• **TO DO**: Retype the material exactly, beginning with its first line and stopping after the line that contains "(1153, 136)".

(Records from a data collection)
__________
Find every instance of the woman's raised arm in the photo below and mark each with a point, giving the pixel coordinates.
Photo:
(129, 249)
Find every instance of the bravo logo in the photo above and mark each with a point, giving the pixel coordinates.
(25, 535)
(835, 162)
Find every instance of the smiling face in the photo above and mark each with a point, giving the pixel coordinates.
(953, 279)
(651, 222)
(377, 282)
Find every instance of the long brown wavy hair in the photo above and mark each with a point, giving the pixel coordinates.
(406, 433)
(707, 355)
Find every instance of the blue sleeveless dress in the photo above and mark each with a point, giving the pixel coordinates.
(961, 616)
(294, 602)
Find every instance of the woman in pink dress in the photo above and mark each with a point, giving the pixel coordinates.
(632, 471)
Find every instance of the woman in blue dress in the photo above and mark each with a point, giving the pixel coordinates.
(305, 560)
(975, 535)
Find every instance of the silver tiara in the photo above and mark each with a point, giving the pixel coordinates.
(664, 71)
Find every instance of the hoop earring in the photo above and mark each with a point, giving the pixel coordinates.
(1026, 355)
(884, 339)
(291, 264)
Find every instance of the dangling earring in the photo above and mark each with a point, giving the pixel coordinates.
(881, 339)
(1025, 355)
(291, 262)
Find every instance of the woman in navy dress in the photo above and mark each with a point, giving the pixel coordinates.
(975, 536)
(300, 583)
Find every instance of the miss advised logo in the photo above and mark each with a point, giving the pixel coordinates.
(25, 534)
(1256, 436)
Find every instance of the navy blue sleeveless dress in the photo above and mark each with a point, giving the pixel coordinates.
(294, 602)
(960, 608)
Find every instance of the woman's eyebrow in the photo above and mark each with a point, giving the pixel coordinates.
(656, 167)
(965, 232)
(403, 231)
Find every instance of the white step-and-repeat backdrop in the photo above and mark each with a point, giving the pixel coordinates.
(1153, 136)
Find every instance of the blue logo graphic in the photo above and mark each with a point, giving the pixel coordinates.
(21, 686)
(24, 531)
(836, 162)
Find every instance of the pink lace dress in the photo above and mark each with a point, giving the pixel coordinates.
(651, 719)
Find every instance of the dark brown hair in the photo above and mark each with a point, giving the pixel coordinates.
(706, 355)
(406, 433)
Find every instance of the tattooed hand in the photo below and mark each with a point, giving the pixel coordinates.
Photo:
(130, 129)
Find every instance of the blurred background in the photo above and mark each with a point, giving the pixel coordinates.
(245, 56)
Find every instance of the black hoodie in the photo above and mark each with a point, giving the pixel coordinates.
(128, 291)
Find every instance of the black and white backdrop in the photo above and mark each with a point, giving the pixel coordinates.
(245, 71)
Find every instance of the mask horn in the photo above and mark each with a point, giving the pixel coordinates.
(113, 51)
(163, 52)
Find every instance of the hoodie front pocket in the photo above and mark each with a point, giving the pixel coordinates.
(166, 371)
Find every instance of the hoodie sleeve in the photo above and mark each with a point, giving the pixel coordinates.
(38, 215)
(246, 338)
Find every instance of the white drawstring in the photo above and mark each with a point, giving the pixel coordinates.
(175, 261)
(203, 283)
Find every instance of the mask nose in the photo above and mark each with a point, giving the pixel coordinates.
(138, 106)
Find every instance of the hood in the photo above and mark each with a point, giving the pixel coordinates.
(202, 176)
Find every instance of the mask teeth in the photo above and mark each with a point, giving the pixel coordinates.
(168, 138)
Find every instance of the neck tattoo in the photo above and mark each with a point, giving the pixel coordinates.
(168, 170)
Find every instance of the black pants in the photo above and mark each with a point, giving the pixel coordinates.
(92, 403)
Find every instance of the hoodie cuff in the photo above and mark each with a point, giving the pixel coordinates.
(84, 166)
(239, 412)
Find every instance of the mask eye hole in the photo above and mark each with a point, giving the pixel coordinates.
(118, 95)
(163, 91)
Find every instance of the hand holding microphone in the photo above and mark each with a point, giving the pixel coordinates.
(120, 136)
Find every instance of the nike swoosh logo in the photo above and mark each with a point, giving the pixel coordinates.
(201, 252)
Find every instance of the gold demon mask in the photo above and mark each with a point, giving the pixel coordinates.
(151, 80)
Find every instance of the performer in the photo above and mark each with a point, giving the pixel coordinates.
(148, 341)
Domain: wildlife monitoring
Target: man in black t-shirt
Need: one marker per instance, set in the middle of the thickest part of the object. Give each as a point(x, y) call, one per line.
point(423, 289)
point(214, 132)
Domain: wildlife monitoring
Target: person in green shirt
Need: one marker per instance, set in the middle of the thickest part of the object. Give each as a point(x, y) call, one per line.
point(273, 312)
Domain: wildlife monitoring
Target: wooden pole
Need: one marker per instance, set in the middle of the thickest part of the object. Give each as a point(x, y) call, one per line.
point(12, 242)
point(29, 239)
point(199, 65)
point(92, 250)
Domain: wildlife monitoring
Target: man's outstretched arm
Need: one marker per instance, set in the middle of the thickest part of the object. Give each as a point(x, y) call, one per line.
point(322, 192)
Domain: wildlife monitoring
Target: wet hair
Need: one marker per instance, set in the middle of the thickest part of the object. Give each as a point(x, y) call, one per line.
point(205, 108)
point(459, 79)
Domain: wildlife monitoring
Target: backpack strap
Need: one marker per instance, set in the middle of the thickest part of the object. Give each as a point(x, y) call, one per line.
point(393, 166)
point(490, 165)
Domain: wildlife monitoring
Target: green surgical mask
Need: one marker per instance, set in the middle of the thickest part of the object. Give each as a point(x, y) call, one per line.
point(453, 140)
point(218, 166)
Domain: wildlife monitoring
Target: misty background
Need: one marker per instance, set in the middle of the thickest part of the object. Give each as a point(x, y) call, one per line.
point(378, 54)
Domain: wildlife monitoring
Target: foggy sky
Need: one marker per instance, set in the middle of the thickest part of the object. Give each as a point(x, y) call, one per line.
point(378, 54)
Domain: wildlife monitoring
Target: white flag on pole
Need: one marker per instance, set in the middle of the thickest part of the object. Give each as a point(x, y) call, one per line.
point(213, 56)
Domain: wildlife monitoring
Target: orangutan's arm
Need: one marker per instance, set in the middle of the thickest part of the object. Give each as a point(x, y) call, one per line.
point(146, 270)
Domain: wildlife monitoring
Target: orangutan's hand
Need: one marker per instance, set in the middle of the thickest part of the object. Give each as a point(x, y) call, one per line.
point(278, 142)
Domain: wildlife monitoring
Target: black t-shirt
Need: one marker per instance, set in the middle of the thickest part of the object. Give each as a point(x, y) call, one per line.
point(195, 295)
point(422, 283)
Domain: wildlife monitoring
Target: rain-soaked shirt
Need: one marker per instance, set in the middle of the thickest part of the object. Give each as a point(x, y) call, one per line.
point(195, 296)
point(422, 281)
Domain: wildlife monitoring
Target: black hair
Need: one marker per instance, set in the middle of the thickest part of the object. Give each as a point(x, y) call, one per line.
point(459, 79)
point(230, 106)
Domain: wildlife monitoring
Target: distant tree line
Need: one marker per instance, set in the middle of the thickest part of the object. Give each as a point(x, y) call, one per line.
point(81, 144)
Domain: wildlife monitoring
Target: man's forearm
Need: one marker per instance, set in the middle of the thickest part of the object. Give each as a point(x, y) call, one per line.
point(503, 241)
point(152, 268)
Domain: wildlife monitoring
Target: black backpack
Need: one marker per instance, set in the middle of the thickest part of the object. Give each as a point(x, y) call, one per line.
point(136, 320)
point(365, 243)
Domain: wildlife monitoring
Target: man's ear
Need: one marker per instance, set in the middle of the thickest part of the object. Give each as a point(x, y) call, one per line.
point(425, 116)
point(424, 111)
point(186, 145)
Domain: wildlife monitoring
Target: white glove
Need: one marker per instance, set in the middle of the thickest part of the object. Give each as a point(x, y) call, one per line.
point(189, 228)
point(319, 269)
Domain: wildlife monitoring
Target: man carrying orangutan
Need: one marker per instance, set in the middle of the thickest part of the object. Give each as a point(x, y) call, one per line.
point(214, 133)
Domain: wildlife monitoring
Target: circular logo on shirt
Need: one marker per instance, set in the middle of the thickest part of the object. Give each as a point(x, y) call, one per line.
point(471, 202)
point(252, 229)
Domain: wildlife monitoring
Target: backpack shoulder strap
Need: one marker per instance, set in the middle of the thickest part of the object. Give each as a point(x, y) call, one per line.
__________
• **OUTPUT OF THE TASK**:
Find every instance of the woman's raised arm in the photo below and mark each with a point, giving the pixel coordinates.
Photo:
(129, 249)
Find every instance of the bravo logo in the photo above and mark each with a point, giving the pixel coordinates.
(25, 535)
(835, 162)
Find every instance of the smiling face in the photo above and mark each with a point, giving the pixel coordinates.
(953, 279)
(651, 222)
(377, 282)
Find every instance of the long brown wavy hair in the photo above and mark each with a point, giving the pixel coordinates.
(406, 433)
(707, 355)
Find every instance of the blue sleeveless dress in the photo above and mark each with a point, giving the pixel coordinates.
(961, 616)
(294, 602)
Find every instance of the woman in pink dress in the photo above and mark each with a point, giving the pixel coordinates.
(632, 471)
Find every instance of the woman in blue dress in the photo above and mark each with a point, giving the pixel coordinates.
(305, 560)
(975, 535)
Find every instance of the silver tiara in the photo above and mark each with a point, giving the pixel coordinates.
(664, 71)
Find every instance of the hoop earring in the photo above and mark each with a point, giving the pixel coordinates.
(1026, 355)
(884, 339)
(291, 264)
Find every instance of the dangling earring in the photo above and mark each with a point, giving the pixel coordinates.
(881, 339)
(1025, 355)
(291, 262)
Find every instance of the woman in navy dress in the photo above and mark each with a point, giving the pixel coordinates.
(975, 536)
(300, 583)
Find every instance of the miss advised logo in the photo above and mark each with a point, giving the pixel coordinates.
(25, 534)
(1256, 436)
Find every instance of the navy blue sleeveless dress in the photo above and mark each with a point, giving the pixel coordinates.
(294, 602)
(960, 608)
Find every instance of the woman's eyebrow in the photo above and mark each with a point, giving the pixel coordinates.
(656, 167)
(965, 232)
(403, 231)
Find every instance of the white step-and-repeat backdrop in the photo above and mark each with a point, giving the pixel coordinates.
(1153, 136)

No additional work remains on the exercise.